— START —

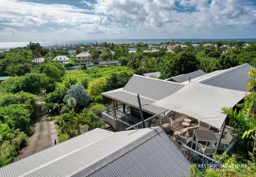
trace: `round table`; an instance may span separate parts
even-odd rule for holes
[[[185,122],[191,122],[191,119],[188,119],[187,118],[186,118],[186,119],[184,119],[184,121]]]
[[[177,134],[180,135],[182,133],[181,131],[175,131],[174,132],[174,133],[173,133],[173,135],[174,135],[174,139],[175,140],[175,141],[177,141],[176,140],[177,136],[176,136]]]
[[[182,124],[183,125],[185,126],[188,126],[190,124],[189,123],[187,122],[183,122],[182,123]]]

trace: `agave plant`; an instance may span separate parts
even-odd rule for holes
[[[222,109],[222,113],[229,116],[231,125],[234,128],[233,133],[247,142],[248,148],[250,149],[253,146],[254,153],[256,146],[256,115],[252,113],[253,105],[254,102],[251,102],[248,109],[238,113],[236,109],[234,111],[232,108],[224,107]]]

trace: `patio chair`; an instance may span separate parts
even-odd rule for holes
[[[202,145],[201,143],[199,144],[199,150],[202,150],[203,154],[205,155],[212,155],[215,153],[216,150],[216,147],[214,146],[213,143],[211,143],[210,146],[206,146]]]
[[[229,146],[234,137],[229,132],[228,132],[226,135],[224,135],[224,136],[221,138],[220,144],[224,144],[225,148],[226,148],[225,145]]]
[[[210,129],[210,125],[208,124],[200,121],[198,124],[198,128],[199,130],[209,130]]]
[[[176,139],[177,142],[180,142],[182,144],[187,145],[188,143],[192,140],[191,138],[186,138],[185,136],[181,136],[180,135],[177,134],[177,138]]]
[[[159,125],[158,125],[156,124],[151,124],[151,127],[158,127]]]
[[[195,125],[193,127],[187,127],[187,135],[189,137],[192,137],[193,136],[193,131],[194,129],[197,129],[197,125]]]
[[[173,120],[169,117],[165,116],[160,120],[160,124],[162,129],[166,133],[170,132],[173,125]]]

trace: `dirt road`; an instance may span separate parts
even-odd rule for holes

— END —

> **What the exercise asks**
Reproduce the whole listing word for word, setting aside any pictures.

> **Exercise output**
trace: `round table`; an instance may span separate parts
even-odd rule for holes
[[[185,122],[191,122],[191,119],[188,119],[187,118],[186,118],[186,119],[184,119],[184,121]]]
[[[177,134],[180,135],[182,133],[181,131],[175,131],[174,132],[174,133],[173,133],[173,135],[174,135],[174,139],[175,140],[175,141],[177,141],[176,140],[177,136],[176,136]]]
[[[182,124],[183,125],[185,126],[188,126],[190,124],[189,123],[187,122],[183,122],[182,123]]]

trace: `agave plant`; an instance may span separate parts
even-odd rule for holes
[[[222,109],[222,113],[229,116],[231,125],[234,128],[233,133],[247,142],[248,148],[250,149],[253,146],[254,153],[256,146],[256,115],[252,113],[253,105],[254,102],[251,102],[248,109],[238,113],[236,109],[234,111],[232,108],[224,107]]]

trace: `patio chair`; an instance may span separate parts
even-odd rule for holes
[[[202,145],[201,143],[199,144],[199,150],[202,150],[203,154],[205,155],[212,155],[215,153],[216,150],[216,147],[214,146],[213,143],[211,143],[210,146],[206,146]]]
[[[229,146],[234,137],[229,132],[228,132],[226,135],[224,135],[224,136],[221,138],[220,144],[224,144],[225,148],[226,148],[225,145]]]
[[[210,129],[210,125],[208,124],[200,121],[198,124],[198,128],[199,130],[209,130]]]
[[[176,139],[177,142],[180,142],[182,144],[187,145],[188,143],[192,140],[191,138],[186,138],[185,136],[181,136],[180,135],[177,134],[177,138]]]
[[[159,125],[158,125],[156,124],[151,124],[151,127],[158,127]]]
[[[195,125],[193,127],[187,127],[187,135],[189,137],[192,137],[193,136],[193,131],[194,129],[197,129],[197,125]]]
[[[173,120],[169,117],[165,116],[160,120],[160,124],[162,129],[166,133],[170,132],[173,125]]]

trace: `dirt road`; an instance may span separate parts
even-odd rule for holes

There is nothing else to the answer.